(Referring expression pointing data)

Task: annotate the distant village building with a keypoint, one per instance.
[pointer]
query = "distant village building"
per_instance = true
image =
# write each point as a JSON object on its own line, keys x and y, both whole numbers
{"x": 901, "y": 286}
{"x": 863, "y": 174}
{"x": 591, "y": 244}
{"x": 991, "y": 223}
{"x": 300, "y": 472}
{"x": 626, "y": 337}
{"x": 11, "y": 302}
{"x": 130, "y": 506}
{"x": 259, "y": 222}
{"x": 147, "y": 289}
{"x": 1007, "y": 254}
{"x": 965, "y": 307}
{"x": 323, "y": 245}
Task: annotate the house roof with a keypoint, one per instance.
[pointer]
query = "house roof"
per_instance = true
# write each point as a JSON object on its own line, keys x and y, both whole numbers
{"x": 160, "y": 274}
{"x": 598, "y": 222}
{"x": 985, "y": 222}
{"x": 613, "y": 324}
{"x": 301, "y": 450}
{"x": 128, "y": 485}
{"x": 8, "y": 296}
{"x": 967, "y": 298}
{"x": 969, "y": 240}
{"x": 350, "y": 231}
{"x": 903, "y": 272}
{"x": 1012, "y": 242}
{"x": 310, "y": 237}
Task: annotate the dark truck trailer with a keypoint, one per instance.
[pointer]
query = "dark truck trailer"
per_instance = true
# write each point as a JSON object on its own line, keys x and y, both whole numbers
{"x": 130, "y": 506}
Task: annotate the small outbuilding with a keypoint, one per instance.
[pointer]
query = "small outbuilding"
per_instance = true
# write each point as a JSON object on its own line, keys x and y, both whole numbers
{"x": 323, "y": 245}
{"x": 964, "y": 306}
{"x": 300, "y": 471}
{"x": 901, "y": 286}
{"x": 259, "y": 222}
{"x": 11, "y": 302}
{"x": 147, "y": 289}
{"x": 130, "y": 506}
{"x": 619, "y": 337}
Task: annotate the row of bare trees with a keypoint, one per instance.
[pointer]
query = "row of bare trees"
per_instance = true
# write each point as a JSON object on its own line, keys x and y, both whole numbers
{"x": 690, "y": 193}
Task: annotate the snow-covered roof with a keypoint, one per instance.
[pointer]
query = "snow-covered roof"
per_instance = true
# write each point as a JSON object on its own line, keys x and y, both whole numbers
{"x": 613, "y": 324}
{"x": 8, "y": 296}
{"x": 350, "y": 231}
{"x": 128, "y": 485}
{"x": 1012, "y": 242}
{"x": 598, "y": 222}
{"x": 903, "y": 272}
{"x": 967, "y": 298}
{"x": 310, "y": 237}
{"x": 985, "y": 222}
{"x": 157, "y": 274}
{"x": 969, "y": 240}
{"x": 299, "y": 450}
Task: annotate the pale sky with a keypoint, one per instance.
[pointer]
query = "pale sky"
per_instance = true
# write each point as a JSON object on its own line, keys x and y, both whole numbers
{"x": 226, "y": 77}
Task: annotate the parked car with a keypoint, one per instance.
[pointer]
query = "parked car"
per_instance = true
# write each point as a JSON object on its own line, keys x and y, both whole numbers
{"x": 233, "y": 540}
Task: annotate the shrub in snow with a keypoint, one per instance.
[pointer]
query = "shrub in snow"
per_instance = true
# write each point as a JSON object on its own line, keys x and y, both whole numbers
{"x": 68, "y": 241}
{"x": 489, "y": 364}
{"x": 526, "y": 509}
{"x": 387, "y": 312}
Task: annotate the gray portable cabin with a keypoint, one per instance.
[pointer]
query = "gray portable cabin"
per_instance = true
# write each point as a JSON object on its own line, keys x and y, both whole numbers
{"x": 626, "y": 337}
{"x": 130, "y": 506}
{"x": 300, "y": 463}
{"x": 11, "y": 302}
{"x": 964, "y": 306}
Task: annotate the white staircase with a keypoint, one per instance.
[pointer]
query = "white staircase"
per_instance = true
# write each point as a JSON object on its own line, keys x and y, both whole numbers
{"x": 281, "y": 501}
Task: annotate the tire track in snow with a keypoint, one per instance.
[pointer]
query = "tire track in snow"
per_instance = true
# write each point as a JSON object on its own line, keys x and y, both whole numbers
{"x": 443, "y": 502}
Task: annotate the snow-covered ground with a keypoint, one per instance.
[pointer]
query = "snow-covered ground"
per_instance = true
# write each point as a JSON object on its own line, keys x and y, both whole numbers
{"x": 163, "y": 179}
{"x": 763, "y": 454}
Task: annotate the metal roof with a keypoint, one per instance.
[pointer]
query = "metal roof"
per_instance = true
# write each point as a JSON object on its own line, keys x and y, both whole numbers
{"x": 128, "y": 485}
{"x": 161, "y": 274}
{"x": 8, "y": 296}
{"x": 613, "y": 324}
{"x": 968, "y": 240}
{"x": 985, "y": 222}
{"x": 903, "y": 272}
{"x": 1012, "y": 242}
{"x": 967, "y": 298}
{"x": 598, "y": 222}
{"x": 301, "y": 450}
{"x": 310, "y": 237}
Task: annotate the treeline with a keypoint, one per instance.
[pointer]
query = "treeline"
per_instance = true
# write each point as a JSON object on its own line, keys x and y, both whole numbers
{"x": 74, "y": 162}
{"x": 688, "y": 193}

◆ **Required action**
Find how many lines of the entries contain "truck". Respond with the number only.

◆ **Problem solution**
2